Stored data entries
☆ ☆ ☆

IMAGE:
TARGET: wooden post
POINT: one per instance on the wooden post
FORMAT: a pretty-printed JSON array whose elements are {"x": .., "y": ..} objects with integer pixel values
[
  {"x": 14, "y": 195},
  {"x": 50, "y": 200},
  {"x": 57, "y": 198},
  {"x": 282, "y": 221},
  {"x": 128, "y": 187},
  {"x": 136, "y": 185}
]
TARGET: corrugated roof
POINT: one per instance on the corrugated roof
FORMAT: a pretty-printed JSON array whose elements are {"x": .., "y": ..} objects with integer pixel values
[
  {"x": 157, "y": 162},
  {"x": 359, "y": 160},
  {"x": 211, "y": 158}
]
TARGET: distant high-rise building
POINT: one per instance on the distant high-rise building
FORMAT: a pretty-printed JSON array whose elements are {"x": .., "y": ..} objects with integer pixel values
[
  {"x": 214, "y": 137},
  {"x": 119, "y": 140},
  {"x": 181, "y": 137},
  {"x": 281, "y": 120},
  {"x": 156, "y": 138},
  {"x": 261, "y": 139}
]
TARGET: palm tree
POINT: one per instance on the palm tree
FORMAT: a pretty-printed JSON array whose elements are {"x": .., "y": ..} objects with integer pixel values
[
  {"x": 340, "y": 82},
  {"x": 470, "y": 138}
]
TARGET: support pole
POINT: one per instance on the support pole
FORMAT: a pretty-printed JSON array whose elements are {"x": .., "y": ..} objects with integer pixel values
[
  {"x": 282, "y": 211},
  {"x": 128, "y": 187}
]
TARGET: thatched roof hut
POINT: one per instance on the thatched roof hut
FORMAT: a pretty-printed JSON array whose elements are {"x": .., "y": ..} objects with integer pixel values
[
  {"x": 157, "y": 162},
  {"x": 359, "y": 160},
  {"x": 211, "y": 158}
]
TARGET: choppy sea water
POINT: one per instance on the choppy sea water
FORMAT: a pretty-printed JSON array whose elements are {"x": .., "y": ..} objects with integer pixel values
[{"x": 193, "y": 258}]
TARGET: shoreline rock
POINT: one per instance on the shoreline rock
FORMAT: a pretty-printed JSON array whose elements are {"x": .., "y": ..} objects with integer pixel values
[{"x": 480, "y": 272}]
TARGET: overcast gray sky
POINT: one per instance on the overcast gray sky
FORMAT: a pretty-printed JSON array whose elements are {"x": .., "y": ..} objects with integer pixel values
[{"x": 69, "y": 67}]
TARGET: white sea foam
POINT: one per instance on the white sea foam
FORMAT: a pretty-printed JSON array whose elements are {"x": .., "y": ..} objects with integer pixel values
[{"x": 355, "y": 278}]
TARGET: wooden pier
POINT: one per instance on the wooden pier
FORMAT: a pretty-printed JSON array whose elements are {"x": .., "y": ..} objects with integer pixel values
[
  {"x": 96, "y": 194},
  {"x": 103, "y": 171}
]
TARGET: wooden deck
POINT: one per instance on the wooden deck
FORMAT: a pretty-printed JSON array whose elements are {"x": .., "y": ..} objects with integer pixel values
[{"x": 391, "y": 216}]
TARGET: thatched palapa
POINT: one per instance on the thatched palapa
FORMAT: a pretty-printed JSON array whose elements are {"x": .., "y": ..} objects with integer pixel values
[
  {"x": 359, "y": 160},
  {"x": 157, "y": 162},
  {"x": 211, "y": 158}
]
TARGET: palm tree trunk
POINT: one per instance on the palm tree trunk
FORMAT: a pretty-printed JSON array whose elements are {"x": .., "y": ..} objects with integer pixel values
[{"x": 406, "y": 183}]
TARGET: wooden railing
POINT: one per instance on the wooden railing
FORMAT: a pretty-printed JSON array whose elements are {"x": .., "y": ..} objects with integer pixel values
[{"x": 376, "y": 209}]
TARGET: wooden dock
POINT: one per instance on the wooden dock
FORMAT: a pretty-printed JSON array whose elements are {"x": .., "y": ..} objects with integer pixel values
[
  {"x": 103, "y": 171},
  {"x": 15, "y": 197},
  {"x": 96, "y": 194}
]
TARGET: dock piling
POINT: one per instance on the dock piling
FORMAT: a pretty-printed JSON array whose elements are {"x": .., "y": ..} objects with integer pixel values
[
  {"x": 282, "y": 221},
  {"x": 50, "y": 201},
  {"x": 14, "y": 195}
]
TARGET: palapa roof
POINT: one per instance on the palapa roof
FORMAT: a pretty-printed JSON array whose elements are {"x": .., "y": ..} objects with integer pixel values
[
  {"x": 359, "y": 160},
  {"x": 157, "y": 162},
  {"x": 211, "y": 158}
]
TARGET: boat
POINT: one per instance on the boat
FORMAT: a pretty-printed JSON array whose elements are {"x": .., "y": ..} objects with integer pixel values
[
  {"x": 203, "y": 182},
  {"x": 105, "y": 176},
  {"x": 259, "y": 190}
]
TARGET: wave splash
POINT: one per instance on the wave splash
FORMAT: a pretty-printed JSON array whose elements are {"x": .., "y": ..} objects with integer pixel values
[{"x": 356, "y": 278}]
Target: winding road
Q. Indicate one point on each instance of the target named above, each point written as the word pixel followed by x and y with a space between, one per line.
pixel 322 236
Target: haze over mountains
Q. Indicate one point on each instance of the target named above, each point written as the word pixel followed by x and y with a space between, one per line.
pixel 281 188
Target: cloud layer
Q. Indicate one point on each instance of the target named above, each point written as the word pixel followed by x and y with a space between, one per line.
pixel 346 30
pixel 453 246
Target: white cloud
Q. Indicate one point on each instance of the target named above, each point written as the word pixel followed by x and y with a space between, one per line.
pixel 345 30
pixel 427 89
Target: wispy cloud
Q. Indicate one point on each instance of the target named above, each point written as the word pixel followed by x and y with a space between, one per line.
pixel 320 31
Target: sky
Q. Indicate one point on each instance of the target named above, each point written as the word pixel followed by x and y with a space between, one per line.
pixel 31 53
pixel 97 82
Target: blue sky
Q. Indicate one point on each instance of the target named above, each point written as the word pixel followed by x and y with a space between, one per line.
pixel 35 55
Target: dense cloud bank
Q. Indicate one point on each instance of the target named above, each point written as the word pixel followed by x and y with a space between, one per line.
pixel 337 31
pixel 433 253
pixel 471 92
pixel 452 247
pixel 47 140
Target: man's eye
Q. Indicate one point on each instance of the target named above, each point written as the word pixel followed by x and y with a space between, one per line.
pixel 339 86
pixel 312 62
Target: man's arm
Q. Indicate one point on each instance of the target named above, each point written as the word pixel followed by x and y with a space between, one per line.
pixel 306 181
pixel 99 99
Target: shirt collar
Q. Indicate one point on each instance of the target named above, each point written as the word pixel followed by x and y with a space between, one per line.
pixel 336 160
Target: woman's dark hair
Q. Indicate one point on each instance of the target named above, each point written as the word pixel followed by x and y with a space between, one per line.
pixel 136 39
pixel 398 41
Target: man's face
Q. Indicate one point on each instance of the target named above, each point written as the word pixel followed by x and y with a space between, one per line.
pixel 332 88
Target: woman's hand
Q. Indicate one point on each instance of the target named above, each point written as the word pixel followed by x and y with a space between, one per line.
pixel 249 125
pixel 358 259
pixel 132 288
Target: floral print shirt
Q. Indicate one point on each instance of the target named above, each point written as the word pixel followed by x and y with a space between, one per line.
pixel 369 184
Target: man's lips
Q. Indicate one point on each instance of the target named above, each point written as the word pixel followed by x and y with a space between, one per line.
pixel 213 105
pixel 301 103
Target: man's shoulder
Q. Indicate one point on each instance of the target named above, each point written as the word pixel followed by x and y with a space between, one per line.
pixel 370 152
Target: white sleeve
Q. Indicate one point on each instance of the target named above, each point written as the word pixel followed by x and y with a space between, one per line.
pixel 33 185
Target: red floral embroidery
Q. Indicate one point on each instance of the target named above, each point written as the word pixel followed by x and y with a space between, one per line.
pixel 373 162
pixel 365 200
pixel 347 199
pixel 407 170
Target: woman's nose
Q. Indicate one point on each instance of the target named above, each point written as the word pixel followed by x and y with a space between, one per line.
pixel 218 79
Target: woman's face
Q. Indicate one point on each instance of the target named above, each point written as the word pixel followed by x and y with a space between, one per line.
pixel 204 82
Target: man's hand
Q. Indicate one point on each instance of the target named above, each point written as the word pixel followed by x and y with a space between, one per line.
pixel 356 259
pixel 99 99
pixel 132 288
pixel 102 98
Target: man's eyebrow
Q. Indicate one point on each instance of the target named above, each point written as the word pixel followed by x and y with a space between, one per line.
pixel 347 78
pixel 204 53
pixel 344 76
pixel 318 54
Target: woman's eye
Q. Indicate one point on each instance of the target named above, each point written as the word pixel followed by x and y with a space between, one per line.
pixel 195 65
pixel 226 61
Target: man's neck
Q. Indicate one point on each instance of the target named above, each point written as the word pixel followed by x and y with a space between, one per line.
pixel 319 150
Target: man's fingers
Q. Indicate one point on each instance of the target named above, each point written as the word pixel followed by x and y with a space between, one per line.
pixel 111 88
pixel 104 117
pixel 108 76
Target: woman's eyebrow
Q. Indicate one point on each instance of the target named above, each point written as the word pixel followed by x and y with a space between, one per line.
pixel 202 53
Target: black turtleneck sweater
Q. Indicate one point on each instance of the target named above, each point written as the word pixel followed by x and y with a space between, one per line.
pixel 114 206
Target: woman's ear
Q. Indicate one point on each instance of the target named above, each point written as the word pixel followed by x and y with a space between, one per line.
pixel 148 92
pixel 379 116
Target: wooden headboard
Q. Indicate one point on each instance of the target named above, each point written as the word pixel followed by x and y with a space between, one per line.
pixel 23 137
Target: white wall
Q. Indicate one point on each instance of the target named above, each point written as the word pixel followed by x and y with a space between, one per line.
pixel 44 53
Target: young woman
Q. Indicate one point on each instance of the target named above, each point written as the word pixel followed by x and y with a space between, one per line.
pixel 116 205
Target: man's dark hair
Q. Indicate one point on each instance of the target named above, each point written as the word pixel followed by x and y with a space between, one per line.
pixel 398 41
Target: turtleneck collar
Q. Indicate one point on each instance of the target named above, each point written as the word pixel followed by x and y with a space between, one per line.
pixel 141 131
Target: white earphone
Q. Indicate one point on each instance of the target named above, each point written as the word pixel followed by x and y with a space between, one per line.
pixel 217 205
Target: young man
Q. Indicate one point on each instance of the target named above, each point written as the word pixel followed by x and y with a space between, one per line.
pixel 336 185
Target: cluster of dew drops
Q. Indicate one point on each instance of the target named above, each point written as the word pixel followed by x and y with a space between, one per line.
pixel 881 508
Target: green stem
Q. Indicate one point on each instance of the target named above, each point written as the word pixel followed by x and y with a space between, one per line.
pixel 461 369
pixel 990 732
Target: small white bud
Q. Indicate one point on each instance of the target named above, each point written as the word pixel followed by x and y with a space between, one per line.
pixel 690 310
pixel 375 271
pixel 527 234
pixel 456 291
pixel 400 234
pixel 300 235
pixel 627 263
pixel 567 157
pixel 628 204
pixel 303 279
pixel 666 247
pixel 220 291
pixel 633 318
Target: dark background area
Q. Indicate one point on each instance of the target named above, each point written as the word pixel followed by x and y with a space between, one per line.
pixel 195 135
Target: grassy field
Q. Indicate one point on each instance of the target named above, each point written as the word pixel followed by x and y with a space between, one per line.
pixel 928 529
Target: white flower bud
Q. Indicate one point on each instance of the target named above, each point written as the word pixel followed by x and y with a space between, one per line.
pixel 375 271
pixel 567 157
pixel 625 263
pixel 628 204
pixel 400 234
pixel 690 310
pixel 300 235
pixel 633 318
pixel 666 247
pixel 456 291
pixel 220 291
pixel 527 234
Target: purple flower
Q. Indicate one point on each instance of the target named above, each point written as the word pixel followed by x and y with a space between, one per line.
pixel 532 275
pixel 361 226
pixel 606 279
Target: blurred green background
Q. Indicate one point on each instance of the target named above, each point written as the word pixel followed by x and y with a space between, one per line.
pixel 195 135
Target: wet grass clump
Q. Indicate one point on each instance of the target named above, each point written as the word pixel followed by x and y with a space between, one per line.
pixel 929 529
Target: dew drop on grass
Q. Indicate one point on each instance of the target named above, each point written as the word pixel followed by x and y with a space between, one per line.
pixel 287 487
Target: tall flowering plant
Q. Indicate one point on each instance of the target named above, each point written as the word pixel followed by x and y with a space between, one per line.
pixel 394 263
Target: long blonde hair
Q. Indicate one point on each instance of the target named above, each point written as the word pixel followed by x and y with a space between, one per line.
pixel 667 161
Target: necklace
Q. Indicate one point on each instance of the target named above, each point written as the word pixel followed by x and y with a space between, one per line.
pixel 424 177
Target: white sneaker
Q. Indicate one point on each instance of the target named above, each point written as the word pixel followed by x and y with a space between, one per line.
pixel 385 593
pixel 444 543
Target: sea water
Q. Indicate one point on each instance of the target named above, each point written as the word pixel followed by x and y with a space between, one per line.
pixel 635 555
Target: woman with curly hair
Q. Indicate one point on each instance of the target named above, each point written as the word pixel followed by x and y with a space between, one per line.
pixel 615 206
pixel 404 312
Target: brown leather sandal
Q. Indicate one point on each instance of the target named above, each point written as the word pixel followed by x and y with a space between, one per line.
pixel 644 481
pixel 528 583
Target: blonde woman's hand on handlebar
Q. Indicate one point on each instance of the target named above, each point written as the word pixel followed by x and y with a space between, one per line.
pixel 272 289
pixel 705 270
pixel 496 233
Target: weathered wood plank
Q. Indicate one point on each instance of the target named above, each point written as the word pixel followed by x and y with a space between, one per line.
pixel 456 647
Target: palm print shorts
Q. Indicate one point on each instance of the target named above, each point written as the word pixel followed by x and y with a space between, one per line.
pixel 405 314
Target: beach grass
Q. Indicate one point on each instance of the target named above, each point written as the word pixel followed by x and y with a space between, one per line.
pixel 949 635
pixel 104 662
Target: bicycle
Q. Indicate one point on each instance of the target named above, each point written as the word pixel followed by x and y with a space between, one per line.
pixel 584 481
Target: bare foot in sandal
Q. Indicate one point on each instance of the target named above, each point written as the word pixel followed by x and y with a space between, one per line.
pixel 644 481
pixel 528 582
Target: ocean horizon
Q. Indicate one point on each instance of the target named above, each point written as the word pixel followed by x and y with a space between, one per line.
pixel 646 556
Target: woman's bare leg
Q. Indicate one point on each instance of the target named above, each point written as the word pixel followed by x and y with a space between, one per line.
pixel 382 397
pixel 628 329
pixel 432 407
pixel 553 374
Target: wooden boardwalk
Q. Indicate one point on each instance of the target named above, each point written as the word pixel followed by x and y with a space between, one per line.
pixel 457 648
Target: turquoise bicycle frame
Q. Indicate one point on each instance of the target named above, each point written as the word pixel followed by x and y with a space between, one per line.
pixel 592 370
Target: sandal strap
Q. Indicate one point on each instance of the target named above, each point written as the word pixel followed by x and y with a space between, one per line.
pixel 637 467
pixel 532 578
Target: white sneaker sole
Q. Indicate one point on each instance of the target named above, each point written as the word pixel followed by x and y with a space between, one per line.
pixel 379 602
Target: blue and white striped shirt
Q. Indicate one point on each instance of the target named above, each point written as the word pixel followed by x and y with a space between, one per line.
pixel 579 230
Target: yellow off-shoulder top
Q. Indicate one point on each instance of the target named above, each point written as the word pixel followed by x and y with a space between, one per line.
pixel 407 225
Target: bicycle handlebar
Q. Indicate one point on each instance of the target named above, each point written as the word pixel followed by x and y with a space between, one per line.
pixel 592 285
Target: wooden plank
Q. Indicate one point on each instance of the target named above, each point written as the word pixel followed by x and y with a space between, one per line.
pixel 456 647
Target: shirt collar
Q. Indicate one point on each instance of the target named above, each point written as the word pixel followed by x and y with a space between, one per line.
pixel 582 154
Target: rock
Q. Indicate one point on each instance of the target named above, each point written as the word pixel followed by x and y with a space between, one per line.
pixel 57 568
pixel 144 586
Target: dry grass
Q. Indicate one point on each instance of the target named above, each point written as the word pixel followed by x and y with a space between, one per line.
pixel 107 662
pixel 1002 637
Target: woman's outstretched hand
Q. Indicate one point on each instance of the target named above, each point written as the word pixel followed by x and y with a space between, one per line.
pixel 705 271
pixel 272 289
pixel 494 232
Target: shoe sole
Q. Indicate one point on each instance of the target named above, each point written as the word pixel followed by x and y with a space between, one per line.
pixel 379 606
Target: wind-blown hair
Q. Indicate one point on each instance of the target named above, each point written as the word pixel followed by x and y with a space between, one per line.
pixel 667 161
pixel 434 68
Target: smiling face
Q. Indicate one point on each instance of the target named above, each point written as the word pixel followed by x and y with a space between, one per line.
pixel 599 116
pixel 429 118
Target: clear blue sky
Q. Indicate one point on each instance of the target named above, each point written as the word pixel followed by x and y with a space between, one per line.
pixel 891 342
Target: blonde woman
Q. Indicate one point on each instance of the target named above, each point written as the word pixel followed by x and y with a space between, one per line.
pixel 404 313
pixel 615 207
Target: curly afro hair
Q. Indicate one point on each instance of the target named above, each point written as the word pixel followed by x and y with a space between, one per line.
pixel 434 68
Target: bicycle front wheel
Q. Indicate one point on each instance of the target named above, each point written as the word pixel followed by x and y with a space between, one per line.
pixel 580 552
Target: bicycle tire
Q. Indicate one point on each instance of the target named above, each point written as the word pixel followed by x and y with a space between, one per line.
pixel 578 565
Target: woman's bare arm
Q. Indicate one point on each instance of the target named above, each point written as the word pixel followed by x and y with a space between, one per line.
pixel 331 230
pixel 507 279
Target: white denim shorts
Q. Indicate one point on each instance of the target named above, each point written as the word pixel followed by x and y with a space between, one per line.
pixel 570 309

☆ ☆ ☆

ABOUT THIS EXERCISE |
Go through the data above and find the lines with the word "sole". Copy each of those lines.

WRITTEN RESPONSE |
Target: white sneaker sole
Target: shoe sole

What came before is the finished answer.